Problem 1
In the text on drones in the Arctic below, what share of the world's undiscovered oil and gas reserves does the U.S. Department of Energy believe the Arctic could contain?
Problem 2
Repeat the part of the text on drones in the Arctic below that begins with "Arctic vegetation is" and ends with "square miles efficiently.", including both.

Reading text
- Opening Delimiter -
Scientists will use drones to study the populations of walrus and polar bear in the region. Theycan map the breeding grounds of sea lions and monitor the migration patterns of whales. Officials will use UAVs to survey rich fisheries in hard to reach places.
Image recognition software will change the way wildlife is monitored. An unmanned vehicle can be launched from a ship, collect thousands of images, and have them analyzed in a matter of hours.
UAVs are smaller and quieter, and much less intrusive to the resident wildlife population than noisy helicopters or planes that must swoop low to gather data.
2) Research Climate Change
The Arctic has been called the “canary in the mine” of climate change. The remoteness of the area has traditionally made the collection of basic meteorological information challenging. Arctic research drones of tomorrow will obtain environmental data on temperature, pressure, humidity and wind.
UAVs have already been deployed to were deployed to the polar regions to study the melting of the ice. For example, glaciers in Greenland are photographed by an unmanned vehicles on a remote control. Ground mapping.
Arctic vegetation is expected to change drastically in the next hundred years thanks to increasing temperatures. Drones will be used to monitor the change by taking high resolution aerial photos and covering hundreds of thousands of square miles efficiently.
3) Bolster our Energy Supply
The U.S. Department of Energy believes the Arctic could contain 22% of the world’s undiscovered oil and gas reserves. That’s the equivalent of billions of barrels of petroleum and natural gas equivalent.
Exploration in the Arctic is tremendously challenging. With scarce daylight for a good part of the year, treacherous and fast-changing weather conditions, and vast seas covered by ice and floes, both land and air surveying of the area is dangerous, expensive, and inefficient.
Drones can provide aerial ground mapping. They can inspect oil pipelines for damage or needed maintenance. By watching wildlife monitoring via UAV data, oil companies may reduce their environmental footprint when planning to drill for oil or lay pipe.
When eco-disaster strikes, drones can be quick to the scene of an oil spill, spotting affected birds or mammals and assessing shoreline damage, thus speeding up containment and cleanup efforts.
4) Identify Safe, Ice-Free Shipping Lanes
Sea ice is unpredictable and ever-changing. In the ice-covered waters of the Arctic, navigating the ice in front of them is a full-time job for ship captains. Choosing the wrong path can waste fuel, slow down delivery times and be dangerous if the ship receives damage or gets trapped in the ice.
- Closing Delimiter -
Listed entries
- Opening Delimiter -
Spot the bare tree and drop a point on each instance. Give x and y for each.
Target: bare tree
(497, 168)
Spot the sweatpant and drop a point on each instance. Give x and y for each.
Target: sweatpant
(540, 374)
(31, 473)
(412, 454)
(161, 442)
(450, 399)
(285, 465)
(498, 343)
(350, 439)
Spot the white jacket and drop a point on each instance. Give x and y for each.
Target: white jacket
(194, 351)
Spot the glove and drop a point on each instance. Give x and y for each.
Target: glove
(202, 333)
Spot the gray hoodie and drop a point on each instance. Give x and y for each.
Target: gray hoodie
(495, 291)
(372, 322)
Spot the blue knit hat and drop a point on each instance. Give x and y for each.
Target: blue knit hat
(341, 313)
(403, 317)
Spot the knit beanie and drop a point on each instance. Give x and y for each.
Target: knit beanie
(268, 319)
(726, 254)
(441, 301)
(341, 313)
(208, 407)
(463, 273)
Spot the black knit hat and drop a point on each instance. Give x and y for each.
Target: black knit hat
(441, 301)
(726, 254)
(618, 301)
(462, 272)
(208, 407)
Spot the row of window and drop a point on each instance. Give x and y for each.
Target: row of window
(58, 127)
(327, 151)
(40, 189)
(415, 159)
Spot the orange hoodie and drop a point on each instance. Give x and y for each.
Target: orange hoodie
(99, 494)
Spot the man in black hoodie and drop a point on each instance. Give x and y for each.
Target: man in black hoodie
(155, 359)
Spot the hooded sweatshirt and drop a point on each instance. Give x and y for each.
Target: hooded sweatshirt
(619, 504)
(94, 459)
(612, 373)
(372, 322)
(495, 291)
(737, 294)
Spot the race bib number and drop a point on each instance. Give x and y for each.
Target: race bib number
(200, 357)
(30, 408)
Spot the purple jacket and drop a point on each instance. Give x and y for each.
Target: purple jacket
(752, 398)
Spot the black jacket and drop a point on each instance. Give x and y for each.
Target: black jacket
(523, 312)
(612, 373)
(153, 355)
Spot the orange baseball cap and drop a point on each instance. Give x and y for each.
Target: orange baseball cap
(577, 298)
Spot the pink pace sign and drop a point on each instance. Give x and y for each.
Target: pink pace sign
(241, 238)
- Closing Delimiter -
Written reply 1
22%

Written reply 2
Arctic vegetation is expected to change drastically in the next hundred years thanks to increasing temperatures. Drones will be used to monitor the change by taking high resolution aerial photos and covering hundreds of thousands of square miles efficiently.